## Records shown
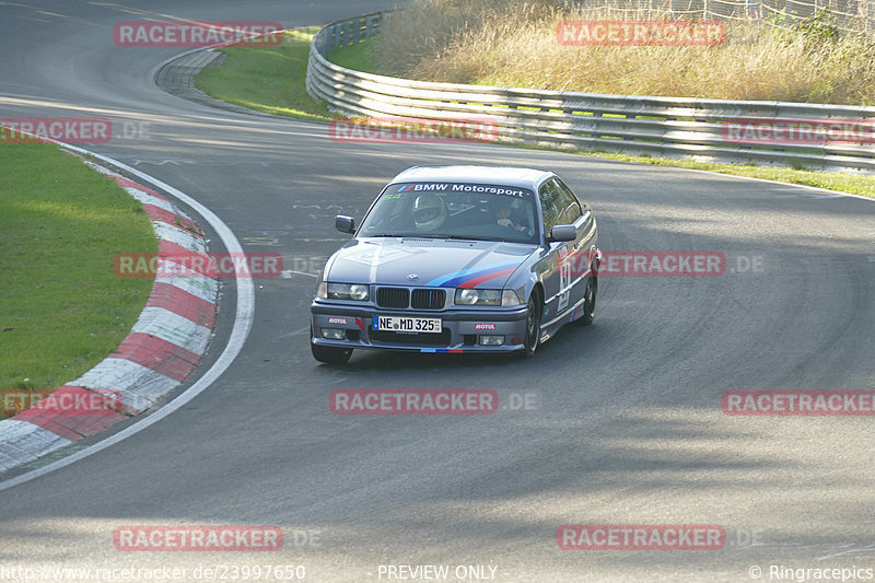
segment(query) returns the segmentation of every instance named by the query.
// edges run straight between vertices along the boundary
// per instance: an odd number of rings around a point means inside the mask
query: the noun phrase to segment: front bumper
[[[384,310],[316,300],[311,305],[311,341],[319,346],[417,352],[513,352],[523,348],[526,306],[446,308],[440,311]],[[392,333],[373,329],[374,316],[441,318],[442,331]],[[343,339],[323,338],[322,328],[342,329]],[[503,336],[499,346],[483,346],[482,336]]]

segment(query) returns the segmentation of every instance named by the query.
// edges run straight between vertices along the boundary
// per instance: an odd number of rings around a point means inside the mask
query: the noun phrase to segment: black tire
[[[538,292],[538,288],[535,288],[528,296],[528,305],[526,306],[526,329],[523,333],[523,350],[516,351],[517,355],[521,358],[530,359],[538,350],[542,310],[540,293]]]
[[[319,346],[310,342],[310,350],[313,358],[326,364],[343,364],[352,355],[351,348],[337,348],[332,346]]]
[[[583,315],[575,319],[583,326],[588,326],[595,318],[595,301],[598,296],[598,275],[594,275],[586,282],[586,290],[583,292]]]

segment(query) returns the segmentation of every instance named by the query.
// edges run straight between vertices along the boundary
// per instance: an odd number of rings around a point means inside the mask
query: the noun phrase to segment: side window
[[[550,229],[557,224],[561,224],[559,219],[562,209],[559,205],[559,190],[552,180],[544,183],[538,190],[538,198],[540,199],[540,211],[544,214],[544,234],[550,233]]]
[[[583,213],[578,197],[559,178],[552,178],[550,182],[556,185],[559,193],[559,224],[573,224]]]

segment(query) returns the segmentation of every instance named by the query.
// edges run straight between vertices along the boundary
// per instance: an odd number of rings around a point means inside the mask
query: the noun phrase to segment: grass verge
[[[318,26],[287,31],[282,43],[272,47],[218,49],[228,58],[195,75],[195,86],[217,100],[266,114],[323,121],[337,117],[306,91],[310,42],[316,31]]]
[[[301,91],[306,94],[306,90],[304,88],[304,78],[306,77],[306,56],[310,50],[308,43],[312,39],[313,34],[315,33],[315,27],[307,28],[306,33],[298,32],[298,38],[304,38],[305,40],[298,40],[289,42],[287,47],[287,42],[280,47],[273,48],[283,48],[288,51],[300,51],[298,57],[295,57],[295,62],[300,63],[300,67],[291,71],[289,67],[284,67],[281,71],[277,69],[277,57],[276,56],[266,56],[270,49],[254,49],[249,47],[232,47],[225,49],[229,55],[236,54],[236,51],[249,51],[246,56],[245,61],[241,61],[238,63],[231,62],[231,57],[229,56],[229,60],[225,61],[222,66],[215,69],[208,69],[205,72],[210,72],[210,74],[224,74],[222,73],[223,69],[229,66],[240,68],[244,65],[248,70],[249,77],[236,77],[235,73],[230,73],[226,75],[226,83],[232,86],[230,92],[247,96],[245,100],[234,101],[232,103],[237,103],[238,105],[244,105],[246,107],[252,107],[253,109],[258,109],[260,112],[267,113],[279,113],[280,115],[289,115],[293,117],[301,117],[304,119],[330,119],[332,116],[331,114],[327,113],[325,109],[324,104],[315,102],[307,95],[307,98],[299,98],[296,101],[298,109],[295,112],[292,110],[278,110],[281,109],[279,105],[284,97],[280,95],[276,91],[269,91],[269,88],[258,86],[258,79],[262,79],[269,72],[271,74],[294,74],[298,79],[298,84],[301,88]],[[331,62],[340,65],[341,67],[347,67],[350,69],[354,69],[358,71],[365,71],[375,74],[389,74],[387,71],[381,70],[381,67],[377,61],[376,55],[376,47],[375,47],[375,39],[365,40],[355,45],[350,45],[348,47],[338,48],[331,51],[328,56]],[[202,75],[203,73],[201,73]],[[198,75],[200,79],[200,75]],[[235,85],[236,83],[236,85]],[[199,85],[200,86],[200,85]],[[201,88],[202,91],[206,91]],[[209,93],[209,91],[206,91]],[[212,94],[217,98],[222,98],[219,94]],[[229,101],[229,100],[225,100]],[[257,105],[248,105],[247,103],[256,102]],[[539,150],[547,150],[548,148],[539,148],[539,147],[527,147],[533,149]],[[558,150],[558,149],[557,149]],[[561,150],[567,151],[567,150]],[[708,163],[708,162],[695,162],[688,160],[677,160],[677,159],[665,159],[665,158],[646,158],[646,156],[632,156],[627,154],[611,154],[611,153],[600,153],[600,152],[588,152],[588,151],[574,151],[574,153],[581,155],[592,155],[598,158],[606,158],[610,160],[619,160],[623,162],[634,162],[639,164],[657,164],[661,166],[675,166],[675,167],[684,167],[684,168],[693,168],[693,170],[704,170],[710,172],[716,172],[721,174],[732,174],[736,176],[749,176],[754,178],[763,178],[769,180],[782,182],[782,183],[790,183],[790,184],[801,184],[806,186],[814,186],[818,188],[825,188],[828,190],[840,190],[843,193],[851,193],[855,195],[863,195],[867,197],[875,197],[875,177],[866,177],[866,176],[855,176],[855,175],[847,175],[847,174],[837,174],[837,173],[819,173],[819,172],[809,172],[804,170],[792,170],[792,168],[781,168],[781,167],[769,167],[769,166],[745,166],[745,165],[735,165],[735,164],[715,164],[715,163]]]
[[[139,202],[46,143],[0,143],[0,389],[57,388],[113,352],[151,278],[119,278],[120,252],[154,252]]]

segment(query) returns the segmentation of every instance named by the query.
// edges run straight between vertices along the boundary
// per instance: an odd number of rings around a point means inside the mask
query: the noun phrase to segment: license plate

## Task details
Arrange every line of the records above as a numbered list, leaving out blank lines and the pictures.

## Full response
1. segment(query) returns the segmentation of every instance named by the query.
2. // edges run straight between vertices along the boundary
3. // per instance: an odd number of rings around a point means inside the mask
4. query: the noun phrase to segment: front bumper
5. [[[384,310],[316,300],[311,305],[311,341],[319,346],[417,352],[513,352],[523,348],[526,306],[446,308],[440,311]],[[392,333],[373,329],[374,316],[441,318],[442,331]],[[343,339],[323,338],[322,328],[342,329]],[[503,336],[499,346],[483,346],[482,336]]]
6. segment(query) returns the segmentation of every instance named by the query.
7. // edges run straight between vertices along the boundary
8. // per instance: an odd number of rings around a point means inside the mask
9. query: the noun phrase to segment: black tire
10. [[[538,292],[538,288],[535,288],[528,296],[528,305],[526,306],[526,329],[523,333],[523,350],[516,351],[517,355],[521,358],[530,359],[538,350],[542,310],[540,293]]]
11. [[[319,346],[310,342],[310,350],[313,358],[326,364],[343,364],[352,355],[351,348],[337,348],[332,346]]]
12. [[[583,315],[575,319],[583,326],[588,326],[595,318],[595,301],[598,296],[598,275],[594,275],[586,282],[586,290],[583,292]]]
13. segment(query) returns the segmentation of every instance named by the query.
14. // edges run straight between vertices along the boundary
15. // per instance: an odd number of rings around a point means inside the mask
16. query: the noun phrase to segment: side window
17. [[[550,229],[557,224],[561,224],[559,219],[562,209],[559,205],[559,190],[552,180],[544,183],[538,190],[538,198],[540,199],[540,211],[544,214],[544,234],[550,233]]]
18. [[[583,213],[578,197],[559,178],[552,178],[550,182],[556,185],[559,193],[559,224],[573,224]]]
19. segment(query) returns the segmentation of every instance named by the query.
20. // edges run straight between vertices along the boundary
21. // per instance: an odd number of rings around a point means inside the mask
22. query: the noun phrase to segment: grass verge
23. [[[318,26],[287,31],[282,43],[272,47],[218,49],[228,58],[195,75],[195,86],[217,100],[266,114],[323,121],[337,117],[306,91],[310,42],[316,31]]]
24. [[[301,91],[306,94],[306,90],[304,88],[304,78],[306,77],[306,56],[310,50],[308,43],[312,39],[313,34],[315,33],[315,27],[307,28],[306,33],[298,32],[298,38],[304,38],[305,40],[298,40],[289,42],[287,47],[287,42],[280,47],[273,48],[283,48],[288,51],[300,51],[298,57],[295,57],[295,62],[300,63],[300,67],[291,71],[289,67],[284,67],[281,71],[277,69],[277,57],[276,56],[266,56],[270,49],[254,49],[249,47],[232,47],[225,49],[229,55],[236,54],[236,51],[249,51],[246,56],[245,61],[241,61],[238,63],[231,62],[231,57],[229,56],[229,60],[225,61],[222,66],[215,69],[208,69],[205,72],[210,72],[210,74],[224,74],[222,73],[223,69],[229,66],[240,68],[244,65],[248,70],[249,77],[236,77],[235,73],[230,73],[226,75],[226,83],[232,86],[230,92],[247,96],[245,100],[234,101],[232,103],[237,103],[238,105],[244,105],[246,107],[252,107],[253,109],[258,109],[260,112],[267,113],[279,113],[280,115],[289,115],[293,117],[301,117],[304,119],[330,119],[332,116],[331,114],[327,113],[325,109],[324,104],[315,102],[307,95],[307,98],[299,98],[296,101],[298,109],[295,112],[292,110],[278,110],[281,109],[279,105],[284,97],[280,95],[276,91],[269,91],[269,88],[258,86],[258,79],[262,79],[269,72],[271,74],[294,74],[298,79],[298,84],[301,88]],[[331,62],[340,65],[341,67],[347,67],[350,69],[354,69],[358,71],[365,71],[375,74],[389,74],[387,71],[381,70],[381,67],[377,61],[376,55],[376,47],[375,47],[375,39],[365,40],[355,45],[350,45],[348,47],[338,48],[331,51],[328,56]],[[202,75],[203,73],[201,73]],[[198,75],[200,79],[200,75]],[[235,85],[236,83],[236,85]],[[199,85],[200,86],[200,85]],[[201,88],[202,91],[206,91]],[[209,93],[209,91],[206,91]],[[212,94],[217,98],[222,98],[219,94]],[[229,101],[229,100],[225,100]],[[257,105],[248,105],[247,103],[256,102]],[[539,150],[547,150],[548,148],[539,148],[539,147],[527,147],[533,149]],[[558,150],[558,149],[557,149]],[[561,150],[567,151],[567,150]],[[708,163],[708,162],[695,162],[688,160],[677,160],[677,159],[665,159],[665,158],[646,158],[646,156],[632,156],[627,154],[611,154],[611,153],[600,153],[600,152],[588,152],[588,151],[574,151],[574,153],[581,155],[592,155],[598,158],[606,158],[610,160],[619,160],[623,162],[634,162],[639,164],[657,164],[661,166],[675,166],[675,167],[684,167],[684,168],[693,168],[693,170],[704,170],[710,172],[716,172],[721,174],[732,174],[736,176],[749,176],[754,178],[763,178],[769,180],[782,182],[782,183],[790,183],[790,184],[801,184],[806,186],[814,186],[818,188],[825,188],[828,190],[840,190],[843,193],[851,193],[855,195],[863,195],[867,197],[875,197],[875,177],[866,177],[866,176],[855,176],[855,175],[847,175],[847,174],[837,174],[837,173],[819,173],[819,172],[809,172],[804,170],[792,170],[792,168],[781,168],[781,167],[769,167],[769,166],[745,166],[745,165],[735,165],[735,164],[715,164],[715,163]]]
25. [[[139,202],[46,143],[0,143],[0,389],[57,388],[113,352],[151,278],[119,278],[120,252],[154,252]]]
26. segment(query) returns the segmentation of every instance named by the query.
27. // edges run straight between vertices along the boundary
28. // per instance: an odd number of rings around a point means inside the mask
29. query: the noun phrase to segment: license plate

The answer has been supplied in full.